Using GitHub for 3rd Year Software Engineering

Published

April 26, 2012

This past semester (Winter 2012), I was the instructor for UBC’s CPSC 310: Introduction to Software Engineering. As part of the course, students must complete a large-scale software project in teams of 4–5 in 2 months. This term, I allowed some teams to use GitHub to manage the project.

Reasons

At UBC, we have for some time used IBM’s Rational Team Concert tool, which is free for academic use, as our software collaboration environment. This was the default tool for this term, as well, save for the three groups who applied to use GitHub. The University of Victoria has been using RTC for a similar purpose.

• • • • • • •

_Given problem_: From the post on using GitHub for software engineering above, reproduce the passage between "This past semester" and "manage the project.", inclusive.

• • • • • • •

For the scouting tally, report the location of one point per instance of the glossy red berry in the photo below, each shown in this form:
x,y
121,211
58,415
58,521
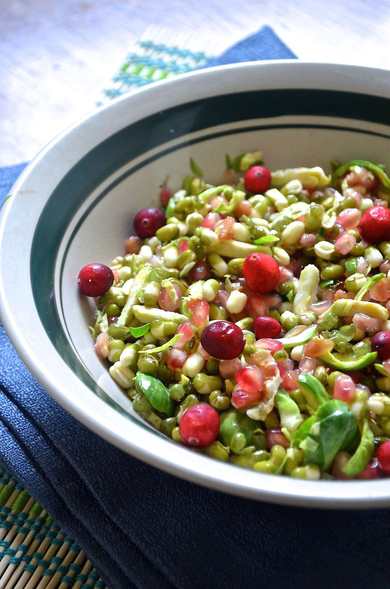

• • • • • • •

_Expected answer_:
This past semester (Winter 2012), I was the instructor for UBC’s CPSC 310: Introduction to Software Engineering. As part of the course, students must complete a large-scale software project in teams of 4–5 in 2 months. This term, I allowed some teams to use GitHub to manage the project.